- [PASSAGE]
^^^^

DETAILED DESCRIPTION OF THE PREFERRED EMBODIMENT
 A barrier rib composition for a high-brightness plasma display panel
 according to the present invention preferably includes 60 weight % glass
 powder, 3 weight % organic binder, 5 weight % plasticizer, 31 weight %
 solvent and 1 weight % additive.
 A method of fabricating the barrier rib will be described below. First,
 barrier rib material slurry is prepared by mixing a solvent, a
 plasticizer, an organic binder and an additive with glass powder.
 Subsequently, a green sheet is formed by putting the barrier rib slurry
 into a tape casting device (not shown). A high detailed barrier rib having
 a high aspect ratio at a low pressure is obtained by treating the green
 sheet made in this manner in similarity to the process as shown in FIGS.
 2A to 2F.
 Hereinafter, an embodiment of the barrier rib composition for a plasma
 display panel according to the present invention will be described. A
 composition and a component ratio of the barrier rib according to an
 embodiment of the present invention is indicated in the following Table:
 TABLE 3
 Barrier Rib Composition and Component ratio
 Composition Component Ratio (weight %)
 Glass Powder 60
 Solvent 31
 Plasticizer 5
 Binder 3
 Additive 1
 wherein the component ratio is calculated assuming that a weight of glass
 be 100 weight %.
 Meanwhile, an organic substance component ratio of the barrier rib is
 indicated in FIG. 3. An organic substance of the barrier rib according to
 the present invention contains 50 to 90 weight % solvent, 1 to 30 weight %
 plasticizer, 0.5 to 30 weight % binder and 0.1 to 10 weight % additive.
 Herein, an organic substance component ratio of the barrier rib was
 calculated assuming that a weight of the organic substance be 100 weight
 %. Functions of the plasticizer, the binder, the additive and the solvent
 will be omitted because they have been explained sufficiently with
 reference to FIG. 2A earlier. In this case, as shown in FIG. 3, it is
 preferable to allow a weight ratio of the plasticizer to the binder to be
 less than 1 so as to form a slurry. Particularly, it is desirable to keep
 a weight ratio of the plasticizer to the binder at a range of 0.3 to 1 for
 the purpose of fabricating a barrier rib having an excellent molding
 property. Accordingly, a green sheet satisfying the barrier rib component
 ratio according to the present invention has a good molding property at a
 low pressure.

^^^^

- [RECORDED INFORMATION]
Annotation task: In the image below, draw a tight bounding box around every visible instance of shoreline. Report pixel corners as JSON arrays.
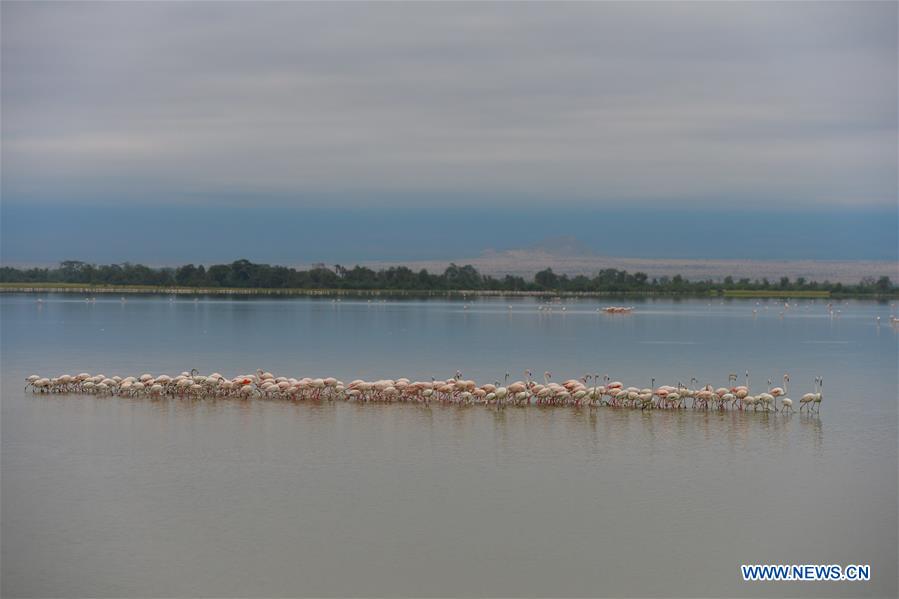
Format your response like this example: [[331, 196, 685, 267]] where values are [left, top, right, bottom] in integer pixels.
[[0, 283, 884, 300]]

^^^^

- [GOALS]
A. In the barrier rib passage, what range of plasticizer-to-binder weight ratio is desirable for making a barrier rib with an excellent molding property?
B. Write out the barrier rib passage again from "Hereinafter, an embodiment" to "100 weight %.", switching "embodiment" to "example".

- [TASK-BY-TASK OUTPUTS]
A. 0.3 to 1

B.
Hereinafter, an example of the barrier rib composition for a plasma
 display panel according to the present invention will be described. A
 composition and a component ratio of the barrier rib according to an
 example of the present invention is indicated in the following Table:
 TABLE 3
 Barrier Rib Composition and Component ratio
 Composition Component Ratio (weight %)
 Glass Powder 60
 Solvent 31
 Plasticizer 5
 Binder 3
 Additive 1
 wherein the component ratio is calculated assuming that a weight of glass
 be 100 weight %.